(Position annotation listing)
>>>
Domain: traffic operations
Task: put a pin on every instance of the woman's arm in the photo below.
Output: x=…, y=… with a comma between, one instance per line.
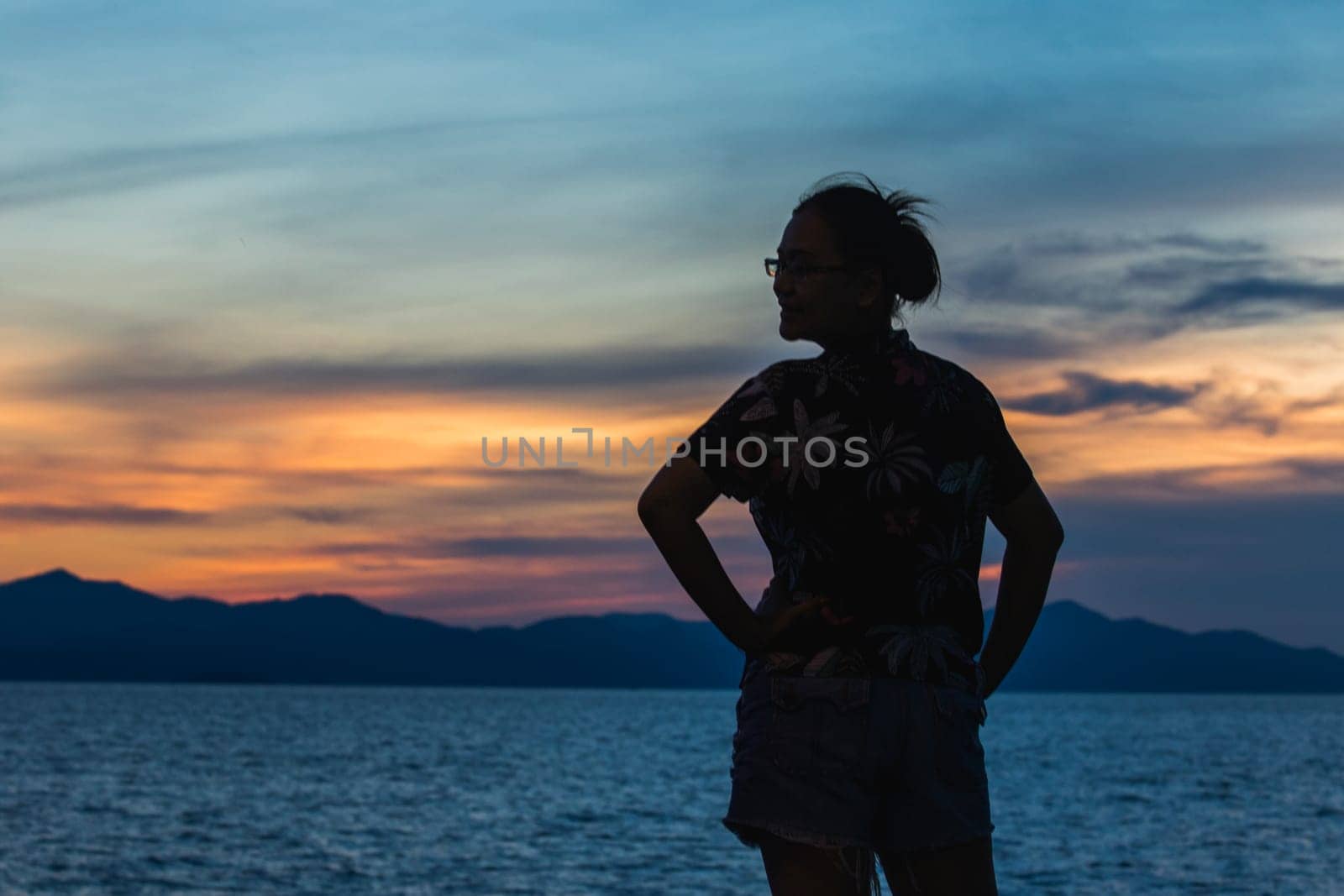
x=669, y=506
x=1034, y=535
<<<
- The task: Can you give the listing again with "woman's arm" swapped for "person's arm", everything else unchanged and the pictures left out?

- Final answer:
Domain: traffic operations
Task: put a pin on every instance of the person's arm in the photo below.
Output: x=…, y=… with a comma between, one instance per line.
x=669, y=506
x=1034, y=535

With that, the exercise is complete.